(EXERCISE AIM)
Because the entries hold pictures, reproduce only their words, exactly as written.

(PROVIDED INFORMATION)
------------------------------------------------------------------------
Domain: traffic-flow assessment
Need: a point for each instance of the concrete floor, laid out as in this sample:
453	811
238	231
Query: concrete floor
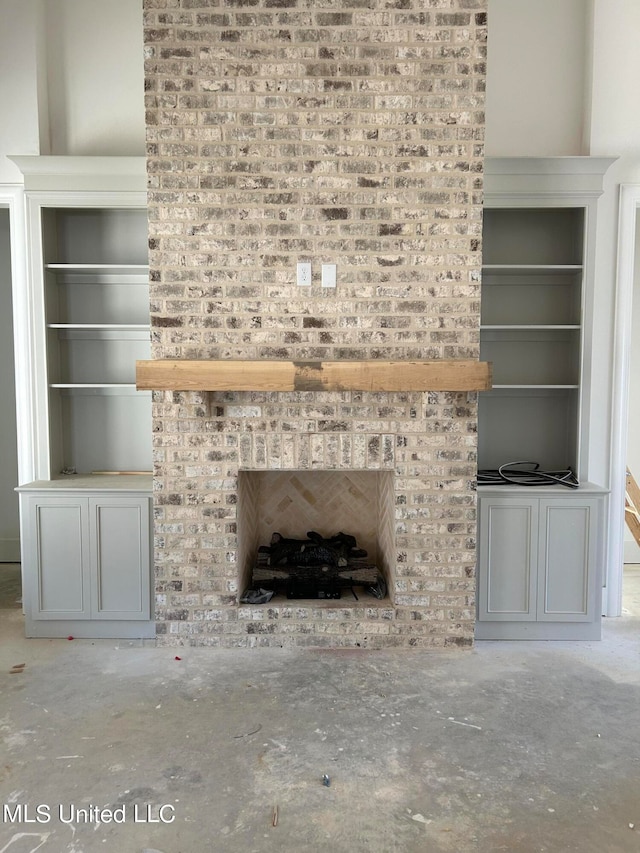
515	747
------------------------------------------------------------------------
(FINISHED EXERCISE)
Domain: traffic-flow assessment
Need: a point for each instance of the concrete floor, laid out as in this sample:
453	811
238	231
Query: concrete floor
515	747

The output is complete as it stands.